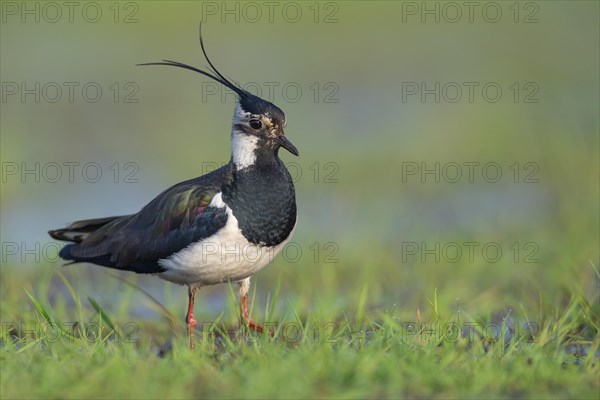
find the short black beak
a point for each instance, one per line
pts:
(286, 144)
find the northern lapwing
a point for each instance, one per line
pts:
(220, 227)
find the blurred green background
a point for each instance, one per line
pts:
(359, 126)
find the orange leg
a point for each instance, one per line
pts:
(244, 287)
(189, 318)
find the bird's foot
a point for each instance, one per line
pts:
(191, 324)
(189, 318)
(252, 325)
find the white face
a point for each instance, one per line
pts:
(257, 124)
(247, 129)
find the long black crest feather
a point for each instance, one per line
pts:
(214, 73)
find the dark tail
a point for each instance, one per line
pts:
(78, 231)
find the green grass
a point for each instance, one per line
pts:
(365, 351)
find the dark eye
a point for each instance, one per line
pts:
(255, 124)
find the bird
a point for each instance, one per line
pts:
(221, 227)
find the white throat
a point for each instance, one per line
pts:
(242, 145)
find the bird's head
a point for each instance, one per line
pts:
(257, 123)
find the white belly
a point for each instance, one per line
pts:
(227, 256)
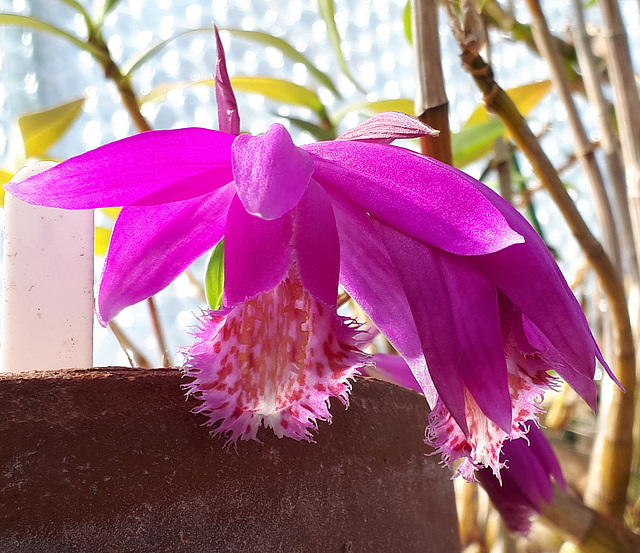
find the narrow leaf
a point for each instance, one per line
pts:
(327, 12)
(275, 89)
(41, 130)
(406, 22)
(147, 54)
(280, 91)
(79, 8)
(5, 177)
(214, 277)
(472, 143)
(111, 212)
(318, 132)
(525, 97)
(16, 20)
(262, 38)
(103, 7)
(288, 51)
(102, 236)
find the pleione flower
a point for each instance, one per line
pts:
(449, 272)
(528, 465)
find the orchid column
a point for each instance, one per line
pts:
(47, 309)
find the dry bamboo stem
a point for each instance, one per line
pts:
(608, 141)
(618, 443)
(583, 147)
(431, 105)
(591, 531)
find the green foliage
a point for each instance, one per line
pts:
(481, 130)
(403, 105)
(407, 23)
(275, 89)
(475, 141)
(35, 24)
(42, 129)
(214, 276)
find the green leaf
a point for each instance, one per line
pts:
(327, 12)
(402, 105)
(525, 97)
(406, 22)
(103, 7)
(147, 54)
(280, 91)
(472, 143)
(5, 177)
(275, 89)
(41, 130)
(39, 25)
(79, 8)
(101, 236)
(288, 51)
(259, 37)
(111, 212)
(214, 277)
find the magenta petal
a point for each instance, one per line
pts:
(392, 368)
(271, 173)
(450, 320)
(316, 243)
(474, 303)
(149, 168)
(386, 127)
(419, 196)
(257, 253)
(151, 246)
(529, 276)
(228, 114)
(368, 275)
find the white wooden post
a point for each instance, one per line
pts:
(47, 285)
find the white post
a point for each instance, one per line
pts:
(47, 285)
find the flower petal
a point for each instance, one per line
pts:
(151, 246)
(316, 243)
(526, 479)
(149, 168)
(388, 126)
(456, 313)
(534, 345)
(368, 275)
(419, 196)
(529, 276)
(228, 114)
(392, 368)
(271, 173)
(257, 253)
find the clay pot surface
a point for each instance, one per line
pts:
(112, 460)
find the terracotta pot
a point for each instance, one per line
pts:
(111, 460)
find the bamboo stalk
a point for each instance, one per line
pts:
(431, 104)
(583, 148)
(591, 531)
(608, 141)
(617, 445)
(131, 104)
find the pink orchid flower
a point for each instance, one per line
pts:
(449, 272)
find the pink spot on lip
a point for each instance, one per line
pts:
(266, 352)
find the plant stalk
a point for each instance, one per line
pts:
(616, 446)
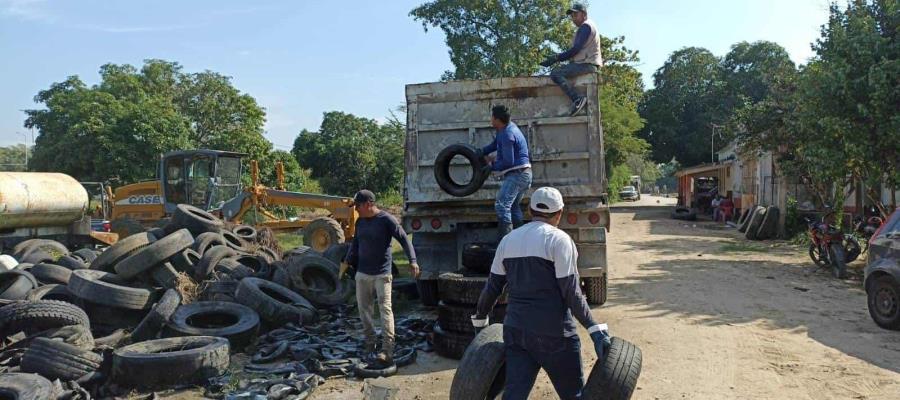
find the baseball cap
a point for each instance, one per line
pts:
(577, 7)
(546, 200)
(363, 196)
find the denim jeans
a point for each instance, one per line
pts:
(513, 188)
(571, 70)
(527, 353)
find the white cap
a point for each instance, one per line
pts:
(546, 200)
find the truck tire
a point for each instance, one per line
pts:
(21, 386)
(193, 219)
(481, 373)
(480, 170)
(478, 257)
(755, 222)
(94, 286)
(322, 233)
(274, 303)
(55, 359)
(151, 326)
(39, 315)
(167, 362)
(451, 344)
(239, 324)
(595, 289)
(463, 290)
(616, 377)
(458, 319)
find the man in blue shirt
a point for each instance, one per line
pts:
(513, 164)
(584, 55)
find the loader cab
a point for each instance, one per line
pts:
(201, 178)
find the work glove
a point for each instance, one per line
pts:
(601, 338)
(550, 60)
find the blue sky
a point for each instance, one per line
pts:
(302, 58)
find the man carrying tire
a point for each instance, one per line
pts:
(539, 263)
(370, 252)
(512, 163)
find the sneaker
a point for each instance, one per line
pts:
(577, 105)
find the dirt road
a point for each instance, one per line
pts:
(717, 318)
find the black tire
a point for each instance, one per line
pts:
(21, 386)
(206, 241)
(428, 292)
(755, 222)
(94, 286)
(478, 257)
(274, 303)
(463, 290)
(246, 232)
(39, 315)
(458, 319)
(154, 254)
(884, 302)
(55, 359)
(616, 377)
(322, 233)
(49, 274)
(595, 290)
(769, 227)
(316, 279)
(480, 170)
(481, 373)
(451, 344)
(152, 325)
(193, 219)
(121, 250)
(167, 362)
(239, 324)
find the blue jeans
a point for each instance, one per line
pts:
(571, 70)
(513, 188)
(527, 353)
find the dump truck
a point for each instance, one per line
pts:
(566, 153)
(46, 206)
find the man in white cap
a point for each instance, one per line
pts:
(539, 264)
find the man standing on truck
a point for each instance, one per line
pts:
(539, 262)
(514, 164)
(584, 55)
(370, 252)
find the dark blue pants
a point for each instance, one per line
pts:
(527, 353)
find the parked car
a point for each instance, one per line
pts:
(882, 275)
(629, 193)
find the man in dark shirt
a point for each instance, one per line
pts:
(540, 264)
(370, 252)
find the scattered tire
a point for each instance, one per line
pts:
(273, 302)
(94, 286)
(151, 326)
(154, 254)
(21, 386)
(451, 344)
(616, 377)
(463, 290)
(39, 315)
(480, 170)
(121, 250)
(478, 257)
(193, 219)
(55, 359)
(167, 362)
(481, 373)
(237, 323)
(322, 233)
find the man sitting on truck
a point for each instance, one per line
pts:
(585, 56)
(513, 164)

--

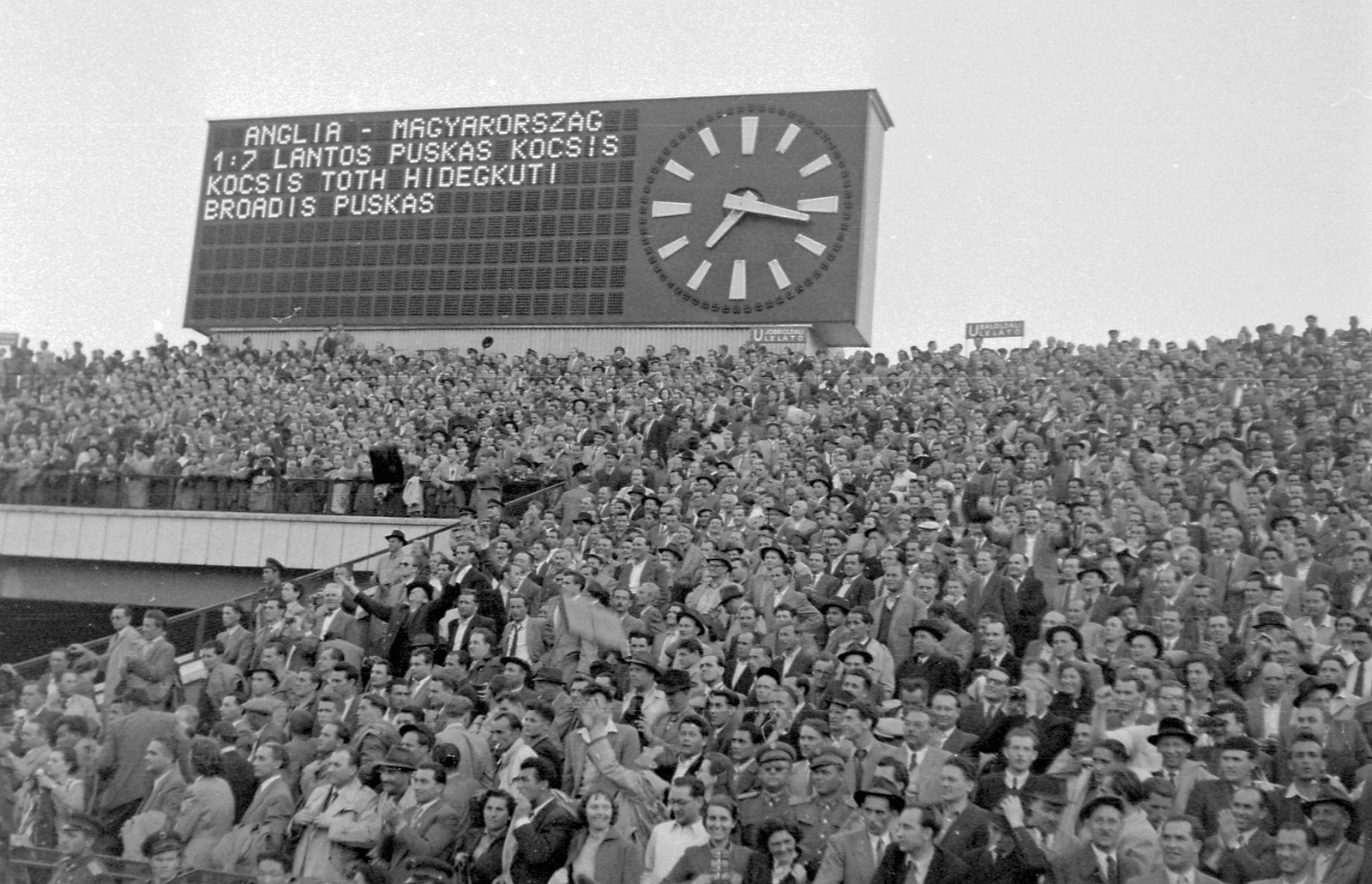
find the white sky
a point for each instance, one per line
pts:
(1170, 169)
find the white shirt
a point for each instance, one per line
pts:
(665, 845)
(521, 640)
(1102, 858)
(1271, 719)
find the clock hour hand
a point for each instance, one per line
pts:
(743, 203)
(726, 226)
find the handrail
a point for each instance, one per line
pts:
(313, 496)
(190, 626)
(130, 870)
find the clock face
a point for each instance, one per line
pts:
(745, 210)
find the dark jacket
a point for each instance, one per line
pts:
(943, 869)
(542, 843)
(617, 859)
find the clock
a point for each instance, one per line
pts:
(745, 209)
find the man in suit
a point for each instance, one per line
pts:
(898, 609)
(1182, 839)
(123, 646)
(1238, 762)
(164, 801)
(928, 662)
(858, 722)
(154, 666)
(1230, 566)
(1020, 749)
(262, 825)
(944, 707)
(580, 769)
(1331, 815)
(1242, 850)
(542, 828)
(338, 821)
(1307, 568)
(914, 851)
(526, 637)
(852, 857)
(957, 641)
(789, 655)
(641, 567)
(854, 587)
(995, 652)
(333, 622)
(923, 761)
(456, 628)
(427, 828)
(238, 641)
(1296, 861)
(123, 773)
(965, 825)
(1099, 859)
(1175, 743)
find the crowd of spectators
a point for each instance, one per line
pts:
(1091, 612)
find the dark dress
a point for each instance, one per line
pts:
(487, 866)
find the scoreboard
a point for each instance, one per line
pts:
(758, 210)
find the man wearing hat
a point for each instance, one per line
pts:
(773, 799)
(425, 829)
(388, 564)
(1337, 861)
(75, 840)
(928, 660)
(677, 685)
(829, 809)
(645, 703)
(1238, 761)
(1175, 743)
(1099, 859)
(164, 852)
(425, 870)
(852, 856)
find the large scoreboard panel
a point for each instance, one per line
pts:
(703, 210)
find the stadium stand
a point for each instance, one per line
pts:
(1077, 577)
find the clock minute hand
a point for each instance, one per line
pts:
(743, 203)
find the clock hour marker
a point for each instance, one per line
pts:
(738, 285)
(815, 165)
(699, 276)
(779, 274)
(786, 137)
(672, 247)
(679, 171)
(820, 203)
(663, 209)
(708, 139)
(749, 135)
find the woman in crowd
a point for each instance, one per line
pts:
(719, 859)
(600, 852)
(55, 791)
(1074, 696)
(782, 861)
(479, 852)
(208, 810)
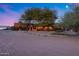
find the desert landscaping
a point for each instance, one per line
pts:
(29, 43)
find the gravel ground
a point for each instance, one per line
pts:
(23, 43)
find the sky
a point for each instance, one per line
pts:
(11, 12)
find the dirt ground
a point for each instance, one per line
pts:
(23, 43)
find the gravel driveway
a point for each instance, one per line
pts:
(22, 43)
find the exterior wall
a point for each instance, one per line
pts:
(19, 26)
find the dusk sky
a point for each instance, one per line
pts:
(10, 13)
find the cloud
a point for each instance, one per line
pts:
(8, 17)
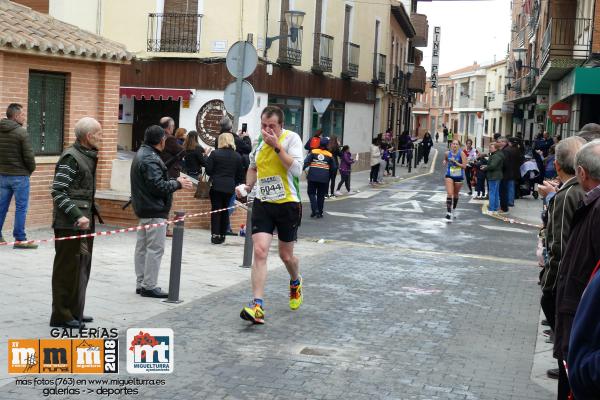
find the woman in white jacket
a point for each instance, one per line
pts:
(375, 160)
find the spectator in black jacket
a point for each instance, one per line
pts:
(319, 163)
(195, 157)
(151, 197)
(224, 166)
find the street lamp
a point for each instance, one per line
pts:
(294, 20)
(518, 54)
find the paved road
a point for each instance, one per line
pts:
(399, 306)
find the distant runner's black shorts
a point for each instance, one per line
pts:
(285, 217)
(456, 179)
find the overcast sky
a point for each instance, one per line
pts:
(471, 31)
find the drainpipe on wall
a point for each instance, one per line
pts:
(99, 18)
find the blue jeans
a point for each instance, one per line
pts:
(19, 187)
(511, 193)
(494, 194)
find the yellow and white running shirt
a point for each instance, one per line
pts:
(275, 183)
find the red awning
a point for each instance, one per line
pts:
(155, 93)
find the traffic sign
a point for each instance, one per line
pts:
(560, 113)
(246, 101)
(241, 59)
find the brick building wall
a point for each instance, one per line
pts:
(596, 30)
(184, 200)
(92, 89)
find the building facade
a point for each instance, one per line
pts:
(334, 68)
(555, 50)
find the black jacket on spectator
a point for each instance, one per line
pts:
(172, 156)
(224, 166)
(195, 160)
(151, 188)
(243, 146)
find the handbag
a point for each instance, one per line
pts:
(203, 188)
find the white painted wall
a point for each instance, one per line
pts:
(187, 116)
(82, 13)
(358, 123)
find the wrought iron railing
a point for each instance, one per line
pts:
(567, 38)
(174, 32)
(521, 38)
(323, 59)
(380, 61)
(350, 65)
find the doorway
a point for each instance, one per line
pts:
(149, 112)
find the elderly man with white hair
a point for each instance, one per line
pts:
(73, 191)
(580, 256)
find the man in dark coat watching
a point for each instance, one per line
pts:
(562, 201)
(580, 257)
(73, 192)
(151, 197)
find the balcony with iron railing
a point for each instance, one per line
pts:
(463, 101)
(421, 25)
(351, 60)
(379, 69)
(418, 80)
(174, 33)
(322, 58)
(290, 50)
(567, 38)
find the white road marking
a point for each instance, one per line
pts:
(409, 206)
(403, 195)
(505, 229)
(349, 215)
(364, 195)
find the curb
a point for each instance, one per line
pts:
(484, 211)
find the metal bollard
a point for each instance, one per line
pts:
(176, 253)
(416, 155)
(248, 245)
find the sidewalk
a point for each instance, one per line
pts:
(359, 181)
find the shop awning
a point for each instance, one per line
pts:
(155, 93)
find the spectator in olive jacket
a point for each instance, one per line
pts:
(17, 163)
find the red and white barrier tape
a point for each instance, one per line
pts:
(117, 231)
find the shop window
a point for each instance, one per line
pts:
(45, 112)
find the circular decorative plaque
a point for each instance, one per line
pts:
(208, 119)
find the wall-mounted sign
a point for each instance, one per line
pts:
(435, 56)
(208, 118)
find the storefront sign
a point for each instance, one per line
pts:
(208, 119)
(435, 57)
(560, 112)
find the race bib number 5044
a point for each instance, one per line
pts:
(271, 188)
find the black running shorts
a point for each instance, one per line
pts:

==

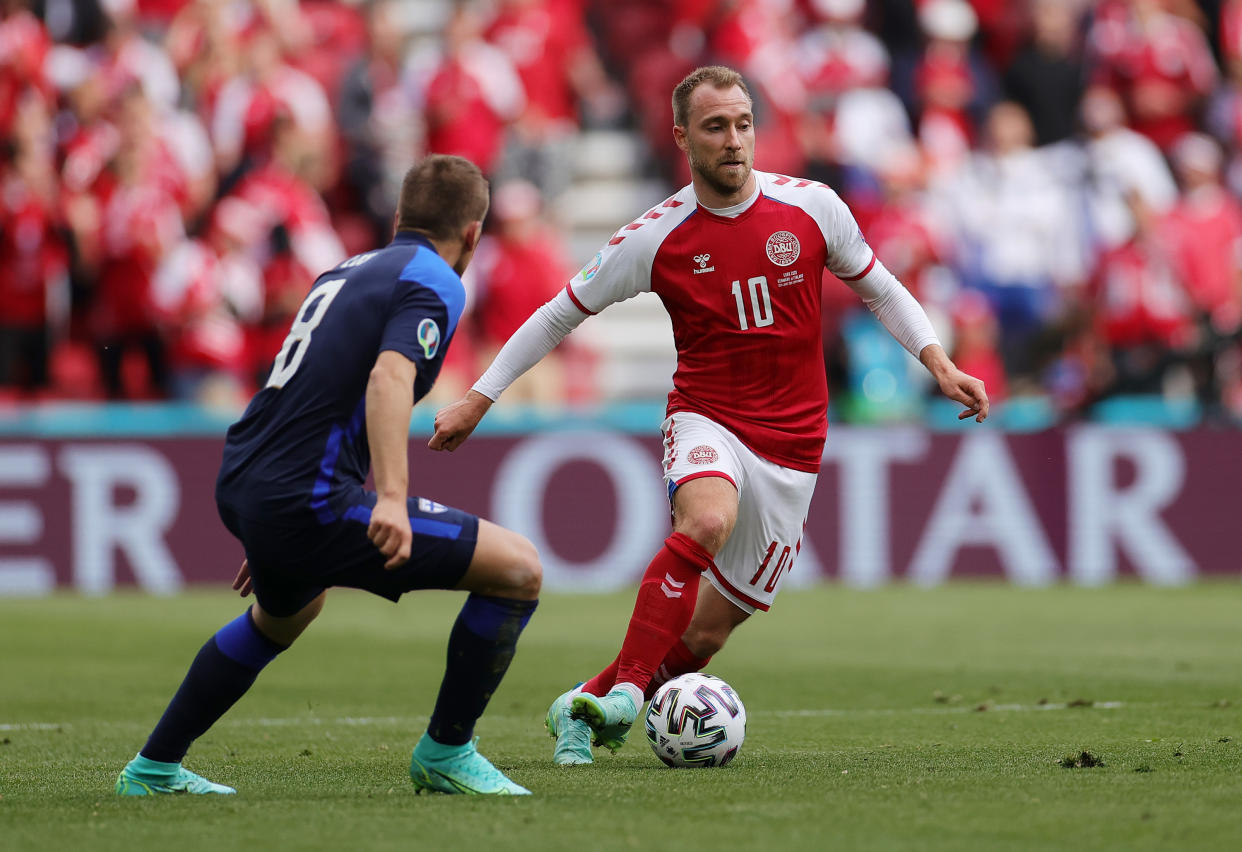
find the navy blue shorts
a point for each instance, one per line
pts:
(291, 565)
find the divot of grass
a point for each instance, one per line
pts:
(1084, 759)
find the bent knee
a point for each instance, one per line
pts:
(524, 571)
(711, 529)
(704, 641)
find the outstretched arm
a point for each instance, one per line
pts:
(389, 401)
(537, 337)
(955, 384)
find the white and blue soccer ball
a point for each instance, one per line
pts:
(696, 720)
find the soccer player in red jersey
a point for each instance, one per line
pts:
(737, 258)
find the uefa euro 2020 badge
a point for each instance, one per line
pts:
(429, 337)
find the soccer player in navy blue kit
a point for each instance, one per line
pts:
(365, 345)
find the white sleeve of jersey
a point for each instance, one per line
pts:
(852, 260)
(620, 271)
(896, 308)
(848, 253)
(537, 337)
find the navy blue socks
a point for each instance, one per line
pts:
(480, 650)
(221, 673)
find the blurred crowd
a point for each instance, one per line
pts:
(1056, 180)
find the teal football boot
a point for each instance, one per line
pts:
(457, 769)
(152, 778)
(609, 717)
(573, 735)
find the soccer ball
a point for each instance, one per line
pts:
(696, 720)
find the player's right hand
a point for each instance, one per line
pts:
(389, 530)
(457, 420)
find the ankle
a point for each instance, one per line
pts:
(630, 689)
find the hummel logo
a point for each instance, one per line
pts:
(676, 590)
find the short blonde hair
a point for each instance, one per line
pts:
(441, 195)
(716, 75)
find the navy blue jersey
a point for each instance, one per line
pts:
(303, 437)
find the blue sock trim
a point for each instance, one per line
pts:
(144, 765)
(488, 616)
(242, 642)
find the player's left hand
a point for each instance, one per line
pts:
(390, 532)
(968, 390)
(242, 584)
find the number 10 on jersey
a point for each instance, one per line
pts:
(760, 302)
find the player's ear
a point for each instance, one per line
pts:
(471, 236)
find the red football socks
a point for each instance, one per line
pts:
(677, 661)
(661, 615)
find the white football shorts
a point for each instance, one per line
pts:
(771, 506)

Exercise instructions:
How many lines in the items above contain the string "sign"? Reply with the number alone.

Full solution:
3